* EXTRACT:
++++
Saturday, March 26, 2016

This Week in Texas Methodist History   March 27



What’s the difference between Revival, Camp Meeting, and Protracted Meeting?

Fort Worth getting pious.  Twenty-five converts as a result of a Methodist protracted meeting were baptized there last Sunday.  Now let Dallas beat the record if she can, says the Waco Examiner. . .”  March 30, 1892

As we examine the documents of Texas Methodist history, we notice the terms “revival,” “camp meeting,” and “protracted meeting.”  Although there the three terms mean something very similar, there were actually some differences between them.  

At the risk of over simplification of phenomena that lasted well over 150 years in Texas and varied in style from place to place, we will try to distinguish them.

First, we must acknowledge that our ancestors considered revivals, camp meetings, and protracted meetings absolutely essential to the life of the church.  They would consider our practice of weekly Sunday worship services plus special Holy Week and Advent services as strange indeed.  Their religious life was marked by intense periods of activity once or twice per year rather than weekly services.  Remember that most Methodists belonged to churches that were “preaching points” on a circuit which the circuit rider visited only periodically. 

The earliest recorded religious meetings in Texas (1834, 1835) were camp meetings, but were just called “meetings.”  The participants camped in pleasant settings because there were no church buildings.  Sometimes the organizers would have prepared a simple structure called a “brush arbor,” and split logs to serve as benches.  The meetings usually began on a Friday and concluded with Sunday evening services.   Through the 1840s and 1850s the most common meeting occasion  was the quarterly visit of the presiding elder who would usually arrive in time for a Friday evening service, hold conference on Saturday, and then have three worship services on Sunday.  The presiding elder would then leave on Monday; hopefully having collected his “quarterage” (what we now call apportionment).  By the following Friday he would have arrived at the next circuit.

During this same era, in the more populated North, the “protracted meeting” was taking shape.  The purpose of the protracted meeting was not to revive the spiritual life of the existing congregation—that was a revival. The purpose was expressly to convert sinners and save them from an eternity of hell.  

The first known reference to the phrase “protracted meeting” was D. Griffiths, Two Years Residence in the New Settlements of Ohio (1835).  The practice seems to have originated in New England and the “burned over district” of Upper New York state.   The area opened to settlement by the construction of the Erie Canal experienced such an outpouring of religious fervor that it became known as the Burned Over District—meaning both that it had been touched by the Holy Spirit and that the bonfires associated with night time meetings made the area glow with the flames. 
A standard protracted meeting was at least eight days, encompassing two Sundays, but as the institution evolved, they became longer and longer---some even lasted two months.  After all, as the Evangelical Harp (1845) stated “Preaching on the Sabbath day will never convert the world.  The Apostles disputed daily in the Temple. “ 

David Ayres, prominent Texas Methodist layman, had lived in Ithaca, New York prior to his removal to Texas and had experienced the meetings there.

We have no record of “protracted meetings” in Texas until after the Civil War.
++++
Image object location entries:
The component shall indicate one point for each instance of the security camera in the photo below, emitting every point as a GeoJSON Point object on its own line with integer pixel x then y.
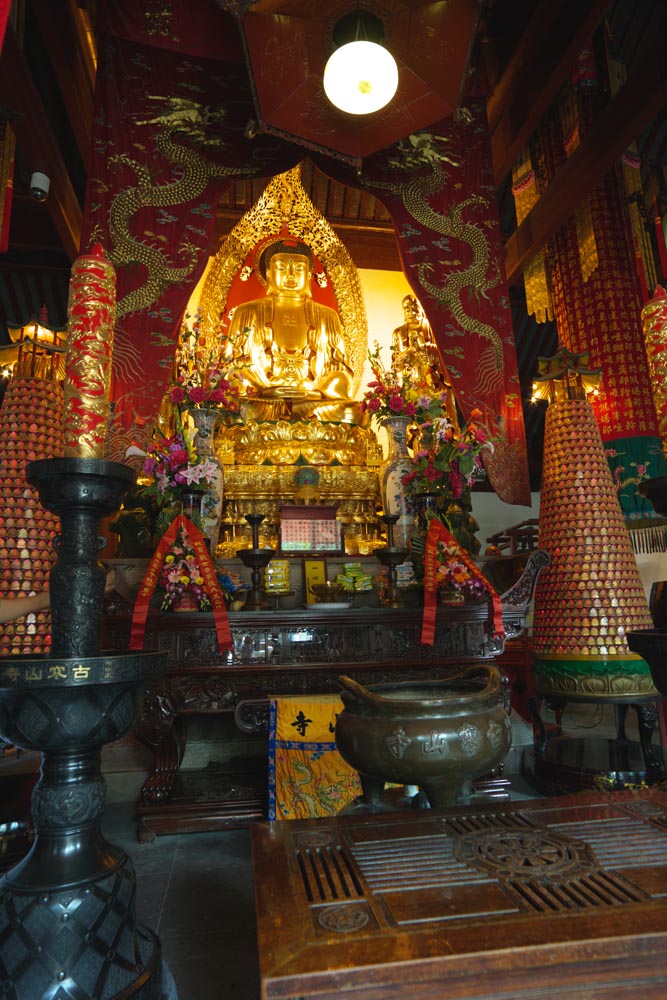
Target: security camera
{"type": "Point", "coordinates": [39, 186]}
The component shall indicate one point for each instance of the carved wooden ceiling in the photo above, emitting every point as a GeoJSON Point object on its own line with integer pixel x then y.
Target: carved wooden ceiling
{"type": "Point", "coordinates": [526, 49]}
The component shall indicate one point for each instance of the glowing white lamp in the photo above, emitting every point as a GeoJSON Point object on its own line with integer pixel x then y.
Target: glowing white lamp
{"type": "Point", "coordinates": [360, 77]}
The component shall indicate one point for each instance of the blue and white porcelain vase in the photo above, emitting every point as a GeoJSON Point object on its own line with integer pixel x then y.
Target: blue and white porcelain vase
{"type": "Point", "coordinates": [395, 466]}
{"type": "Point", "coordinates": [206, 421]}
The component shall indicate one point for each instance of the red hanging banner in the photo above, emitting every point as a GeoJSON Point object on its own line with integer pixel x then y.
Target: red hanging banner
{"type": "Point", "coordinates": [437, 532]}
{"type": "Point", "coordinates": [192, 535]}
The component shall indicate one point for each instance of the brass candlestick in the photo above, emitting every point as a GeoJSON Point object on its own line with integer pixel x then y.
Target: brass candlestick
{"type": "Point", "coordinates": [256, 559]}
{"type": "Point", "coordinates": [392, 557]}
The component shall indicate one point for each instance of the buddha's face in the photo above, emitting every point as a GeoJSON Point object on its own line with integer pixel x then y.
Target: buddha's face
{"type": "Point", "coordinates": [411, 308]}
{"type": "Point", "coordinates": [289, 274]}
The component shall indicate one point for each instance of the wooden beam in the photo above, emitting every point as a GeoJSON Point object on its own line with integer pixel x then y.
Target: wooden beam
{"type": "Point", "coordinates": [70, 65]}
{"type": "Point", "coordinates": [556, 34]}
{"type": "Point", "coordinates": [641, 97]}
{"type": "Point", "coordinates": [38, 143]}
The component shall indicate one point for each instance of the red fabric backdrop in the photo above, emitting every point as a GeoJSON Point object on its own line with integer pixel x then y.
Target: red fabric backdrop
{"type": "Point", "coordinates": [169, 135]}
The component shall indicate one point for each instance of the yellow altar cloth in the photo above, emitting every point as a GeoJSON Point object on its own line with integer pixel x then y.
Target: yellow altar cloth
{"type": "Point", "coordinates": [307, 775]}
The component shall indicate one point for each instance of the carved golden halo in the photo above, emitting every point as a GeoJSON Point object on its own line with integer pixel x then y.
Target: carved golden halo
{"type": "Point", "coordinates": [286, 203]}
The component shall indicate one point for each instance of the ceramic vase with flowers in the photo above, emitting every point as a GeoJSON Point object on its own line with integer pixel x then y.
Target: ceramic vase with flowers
++++
* EXERCISES TO COMPLETE:
1) According to the extract on Texas Methodist history, how long did a standard protracted meeting last?
2) Reproduce the passage of the extract on Texas Methodist history between "At the risk" and "to distinguish them.", inclusive.

* RESPONSES TO THE EXERCISE:
1) At least eight days, encompassing two Sundays.

2)
At the risk of over simplification of phenomena that lasted well over 150 years in Texas and varied in style from place to place, we will try to distinguish them.